Stored data entries:
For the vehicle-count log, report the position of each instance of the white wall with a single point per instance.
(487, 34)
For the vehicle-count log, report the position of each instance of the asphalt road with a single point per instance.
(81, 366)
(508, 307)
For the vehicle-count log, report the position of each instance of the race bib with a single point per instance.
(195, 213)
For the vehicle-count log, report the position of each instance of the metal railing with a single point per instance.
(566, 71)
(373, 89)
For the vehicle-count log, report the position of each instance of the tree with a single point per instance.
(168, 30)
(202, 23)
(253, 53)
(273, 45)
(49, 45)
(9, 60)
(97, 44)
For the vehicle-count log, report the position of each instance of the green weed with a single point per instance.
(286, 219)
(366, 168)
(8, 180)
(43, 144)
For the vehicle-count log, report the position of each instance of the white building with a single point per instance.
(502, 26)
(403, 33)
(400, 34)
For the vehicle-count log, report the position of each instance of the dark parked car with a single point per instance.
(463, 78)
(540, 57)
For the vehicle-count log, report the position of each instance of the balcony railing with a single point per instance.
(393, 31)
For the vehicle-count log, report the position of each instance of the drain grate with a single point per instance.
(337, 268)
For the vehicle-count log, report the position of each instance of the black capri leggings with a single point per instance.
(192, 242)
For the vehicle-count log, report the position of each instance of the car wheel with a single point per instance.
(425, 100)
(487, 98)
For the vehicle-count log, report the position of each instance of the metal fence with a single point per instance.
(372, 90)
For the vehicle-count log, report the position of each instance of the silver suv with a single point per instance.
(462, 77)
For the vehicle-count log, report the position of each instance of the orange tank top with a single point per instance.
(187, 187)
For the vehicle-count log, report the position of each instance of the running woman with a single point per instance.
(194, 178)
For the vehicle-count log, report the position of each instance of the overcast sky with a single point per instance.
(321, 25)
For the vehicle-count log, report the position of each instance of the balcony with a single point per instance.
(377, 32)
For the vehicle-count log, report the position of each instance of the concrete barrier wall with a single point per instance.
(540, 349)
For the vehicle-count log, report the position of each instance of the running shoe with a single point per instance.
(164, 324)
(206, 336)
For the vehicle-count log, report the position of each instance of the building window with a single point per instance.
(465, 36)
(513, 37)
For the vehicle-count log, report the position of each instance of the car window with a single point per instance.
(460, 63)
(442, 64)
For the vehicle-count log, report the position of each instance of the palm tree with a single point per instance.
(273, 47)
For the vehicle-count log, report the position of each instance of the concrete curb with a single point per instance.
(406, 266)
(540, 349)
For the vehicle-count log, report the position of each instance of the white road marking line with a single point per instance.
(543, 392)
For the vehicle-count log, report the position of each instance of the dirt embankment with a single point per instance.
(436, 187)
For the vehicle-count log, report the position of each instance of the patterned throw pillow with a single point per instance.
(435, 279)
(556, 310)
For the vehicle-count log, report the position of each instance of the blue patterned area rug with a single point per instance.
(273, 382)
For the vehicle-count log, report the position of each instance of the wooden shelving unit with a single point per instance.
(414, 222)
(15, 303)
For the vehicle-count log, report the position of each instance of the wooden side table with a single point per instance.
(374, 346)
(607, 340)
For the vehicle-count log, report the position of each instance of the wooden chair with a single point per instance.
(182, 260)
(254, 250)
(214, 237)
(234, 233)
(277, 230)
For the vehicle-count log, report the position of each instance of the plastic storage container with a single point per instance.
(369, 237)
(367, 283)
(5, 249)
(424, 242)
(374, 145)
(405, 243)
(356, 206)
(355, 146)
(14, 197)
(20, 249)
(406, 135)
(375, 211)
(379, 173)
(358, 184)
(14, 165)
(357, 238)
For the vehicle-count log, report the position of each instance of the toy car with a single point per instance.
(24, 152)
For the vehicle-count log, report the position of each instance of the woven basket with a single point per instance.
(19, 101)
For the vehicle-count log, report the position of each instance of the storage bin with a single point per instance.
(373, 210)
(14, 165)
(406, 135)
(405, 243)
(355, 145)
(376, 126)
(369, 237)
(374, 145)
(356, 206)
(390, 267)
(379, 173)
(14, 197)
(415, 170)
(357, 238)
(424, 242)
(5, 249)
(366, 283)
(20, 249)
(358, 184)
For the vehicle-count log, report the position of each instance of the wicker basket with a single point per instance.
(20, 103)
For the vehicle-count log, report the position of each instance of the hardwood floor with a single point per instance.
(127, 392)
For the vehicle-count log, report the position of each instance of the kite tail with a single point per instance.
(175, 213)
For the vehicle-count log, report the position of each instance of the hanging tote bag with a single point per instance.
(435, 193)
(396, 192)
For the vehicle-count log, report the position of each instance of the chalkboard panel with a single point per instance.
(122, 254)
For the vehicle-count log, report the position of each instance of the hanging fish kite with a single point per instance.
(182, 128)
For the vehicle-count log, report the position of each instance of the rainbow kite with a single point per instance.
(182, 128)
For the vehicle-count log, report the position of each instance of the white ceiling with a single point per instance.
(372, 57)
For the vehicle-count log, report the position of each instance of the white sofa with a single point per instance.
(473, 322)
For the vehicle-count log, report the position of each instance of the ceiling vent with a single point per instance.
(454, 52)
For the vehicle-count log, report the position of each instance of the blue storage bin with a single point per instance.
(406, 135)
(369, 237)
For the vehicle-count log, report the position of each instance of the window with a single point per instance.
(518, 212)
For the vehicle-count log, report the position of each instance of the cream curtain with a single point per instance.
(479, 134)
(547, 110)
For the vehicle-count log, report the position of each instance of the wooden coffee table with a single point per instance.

> What you need to do: The full set of lines above should be retyped without a single change.

> Exercise output:
For the vehicle-count log, report the position of each instance of the white wall with a single point per instance.
(487, 34)
For the vehicle-count log, report the position of each instance of the asphalt road with a single point per instance.
(81, 366)
(508, 307)
For the vehicle-count log, report the position of each instance of the race bib with a single point per instance.
(195, 213)
For the vehicle-count log, report the position of each instance of the metal railing with a single point per instance.
(566, 71)
(373, 89)
For the vehicle-count log, report the position of each instance of the tree with a single point per instance.
(168, 30)
(202, 23)
(253, 53)
(273, 45)
(49, 45)
(9, 60)
(97, 44)
For the vehicle-count log, report the position of each instance of the green weed with a single point per instance.
(286, 219)
(366, 168)
(8, 180)
(43, 144)
For the vehicle-count log, report the position of each instance of the white building with a single point per instance.
(502, 26)
(403, 33)
(400, 34)
For the vehicle-count log, report the position of each instance of the dark parked car with a single point per instance.
(463, 78)
(540, 57)
For the vehicle-count log, report the position of each instance of the balcony railing with a single point per instance.
(393, 31)
For the vehicle-count log, report the position of each instance of the drain grate with a single point per instance.
(337, 268)
For the vehicle-count log, report the position of each instance of the black capri leggings with a single point per instance.
(192, 242)
For the vehicle-count log, report the position of each instance of the car wheel with a single point per instance.
(425, 100)
(487, 98)
For the vehicle-count log, report the position of each instance of the metal fence with a single point per instance.
(372, 90)
For the vehicle-count log, report the position of each instance of the silver suv with a single point per instance.
(462, 77)
For the vehicle-count log, report the position of each instance of the orange tank top with a single point per instance.
(187, 187)
For the vehicle-count log, report the position of each instance of the running woman with a single point per instance.
(194, 178)
For the vehicle-count log, report the position of each instance of the overcast sky with a single point per instance.
(321, 25)
For the vehicle-count log, report the position of each instance of the balcony with a single point per instance.
(377, 32)
For the vehicle-count log, report the position of each instance of the concrete barrier wall with a single point per instance.
(540, 349)
For the vehicle-count log, report the position of each instance of the running shoe with a single point per instance.
(164, 324)
(206, 336)
For the vehicle-count log, report the position of each instance of the building window with a single point per instance.
(465, 36)
(513, 37)
For the vehicle-count log, report the position of each instance of the car window with a single point per instance.
(460, 63)
(442, 64)
For the vehicle-count log, report the position of each instance of the palm tree with a single point per instance.
(273, 47)
For the vehicle-count log, report the position of each instance of the concrete curb with a single point per instance.
(406, 266)
(540, 349)
For the vehicle-count log, report the position of each instance of the white road marking line with a single point per instance.
(543, 392)
For the vehicle-count log, report the position of each instance of the dirt embankment with a single point per instance.
(436, 187)
For the vehicle-count log, report the position of each instance of the patterned throw pillow with a single point per instance.
(435, 279)
(556, 310)
For the vehicle-count log, report the position of each instance of the blue patterned area rug with a single point per instance.
(273, 382)
For the vehicle-count log, report the position of each instance of the wooden shelving unit with a single point per instance.
(414, 222)
(15, 303)
For the vehicle-count log, report the position of each instance of the wooden side table with a single point per instance.
(374, 346)
(607, 340)
For the vehicle-count log, report the position of each instance of the wooden chair with a single point per instance.
(182, 260)
(254, 250)
(214, 237)
(234, 233)
(277, 230)
For the vehicle-count log, report the position of each instance of the plastic storage container with a single point per instance.
(369, 237)
(367, 283)
(5, 249)
(424, 242)
(374, 145)
(405, 243)
(356, 206)
(355, 146)
(14, 197)
(20, 249)
(406, 135)
(375, 211)
(379, 173)
(358, 184)
(14, 165)
(357, 238)
For the vehicle-count log, report the position of each instance of the toy car with a single point per instance.
(24, 152)
For the vehicle-count log, report the position of each instance of the woven basket with a single point per instance.
(19, 101)
For the vehicle-count log, report the position of each instance of the storage bin with a single point per instance.
(373, 210)
(14, 165)
(406, 135)
(405, 243)
(355, 145)
(376, 126)
(369, 237)
(374, 145)
(356, 206)
(390, 267)
(379, 173)
(14, 197)
(415, 170)
(357, 238)
(424, 242)
(5, 249)
(366, 283)
(20, 249)
(358, 184)
For the vehicle-count log, report the position of each instance of the wicker basket with a single point per instance.
(20, 103)
For the vehicle-count log, report the position of each instance of the hardwood floor with a single point per instance.
(127, 392)
For the vehicle-count log, report the position of each instance of the kite tail with a single point per instance.
(175, 213)
For the vehicle-count log, report the position of each instance of the hanging tote bag with a single point per instance.
(435, 193)
(396, 192)
For the vehicle-count log, report the position of each instance of the chalkboard panel with a single point per instance.
(122, 254)
For the vehicle-count log, report the position of each instance of the hanging fish kite with a single point per instance.
(182, 128)
For the vehicle-count log, report the position of each instance of the rainbow kite with a single point per instance.
(182, 128)
For the vehicle-count log, report the position of each instance of the white ceiling with a single point per instance.
(372, 57)
For the vehicle-count log, report the position of each instance of the white sofa with a single point per instance.
(473, 322)
For the vehicle-count log, report the position of each instance of the ceiling vent with a single point per instance.
(454, 52)
For the vehicle-count log, report the position of each instance of the blue storage bin with a single point per instance.
(406, 135)
(369, 237)
For the vehicle-count log, report the position of each instance of the window with a single point per instance.
(518, 212)
For the vehicle-count log, report the position of each instance of the cream curtain with a single point per instance.
(479, 134)
(547, 110)
For the vehicle-count log, report the position of each instance of the wooden coffee table with a single point per instance.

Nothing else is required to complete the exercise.